Start of Passage given

Re: mmap() versus read()

Perry Harrington (pedward@sun4.apsoft.com)
Mon, 9 Mar 1998 18:27:44 -0800 (PST)


> >
> > [The function is not quite lightweight, but it could be improved: eg. the
> > clearing of the IO bitmap could be delayed until the first ioperm() call
> > by setting p->tss.bitmap outside of the TSS segment]
>
> And if it used LWPs, the ioperm would exist soley for the process container.
> Anything that isn't context related would be in the process container. It
> would seem that the overhead is due to the design, not the call. For all
> intents and purposes, LWPs could be implemented transparent to the clone()
> call, simply changing the semantics of creation and such. The threads
> could be scheduled in process groups (didn't someone add QNX process groups
> to 2.1?), each process group being isolated to a single process.
>

I realized the naivity of this remark shortly after I made it. There exists
a problem with the current implementation of clone, and a logical problem.

End of Passage given

- **Job 1**
Count the lines in the listing that contain the string "rock", matching case, and give only the number.

Start of Data shown

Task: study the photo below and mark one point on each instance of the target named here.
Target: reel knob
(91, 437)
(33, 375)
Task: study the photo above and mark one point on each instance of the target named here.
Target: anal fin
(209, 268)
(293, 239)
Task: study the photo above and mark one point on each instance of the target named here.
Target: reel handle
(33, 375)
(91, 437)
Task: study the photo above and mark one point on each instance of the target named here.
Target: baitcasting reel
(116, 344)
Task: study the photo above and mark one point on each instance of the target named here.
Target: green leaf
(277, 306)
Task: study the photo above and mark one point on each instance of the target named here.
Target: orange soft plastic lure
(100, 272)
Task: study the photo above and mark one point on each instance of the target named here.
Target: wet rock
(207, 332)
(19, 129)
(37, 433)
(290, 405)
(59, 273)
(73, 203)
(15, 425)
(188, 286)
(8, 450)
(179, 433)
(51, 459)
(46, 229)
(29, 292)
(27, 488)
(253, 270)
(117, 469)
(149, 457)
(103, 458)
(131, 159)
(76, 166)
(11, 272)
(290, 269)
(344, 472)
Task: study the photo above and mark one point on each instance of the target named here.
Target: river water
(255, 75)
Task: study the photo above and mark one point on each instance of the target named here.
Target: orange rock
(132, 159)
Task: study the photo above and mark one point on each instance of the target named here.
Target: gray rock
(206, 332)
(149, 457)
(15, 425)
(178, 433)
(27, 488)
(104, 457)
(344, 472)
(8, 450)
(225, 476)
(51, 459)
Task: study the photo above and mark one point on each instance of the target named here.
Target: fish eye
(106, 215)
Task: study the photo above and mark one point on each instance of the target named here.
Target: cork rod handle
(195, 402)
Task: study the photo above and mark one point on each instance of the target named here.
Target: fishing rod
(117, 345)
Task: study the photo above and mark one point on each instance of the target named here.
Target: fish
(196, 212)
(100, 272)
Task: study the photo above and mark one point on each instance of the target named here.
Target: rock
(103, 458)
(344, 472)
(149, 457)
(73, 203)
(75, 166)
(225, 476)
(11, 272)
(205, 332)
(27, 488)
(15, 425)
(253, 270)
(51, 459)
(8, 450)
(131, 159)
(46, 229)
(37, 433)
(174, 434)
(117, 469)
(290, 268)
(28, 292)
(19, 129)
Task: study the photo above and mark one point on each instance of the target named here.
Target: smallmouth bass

End of Data shown

- **Job 2**
Answer these questions about the post on mmap() versus read() above:
(a) On what date was the post sent?
(b) In the quoted part, what could be delayed until the first ioperm() call?
(c) What two problems does the reply say exist?

- **Right answer 1**
4

- **Right answer 2**
(a) Mon, 9 Mar 1998
(b) The clearing of the IO bitmap
(c) A problem with the current implementation of clone, and a logical problem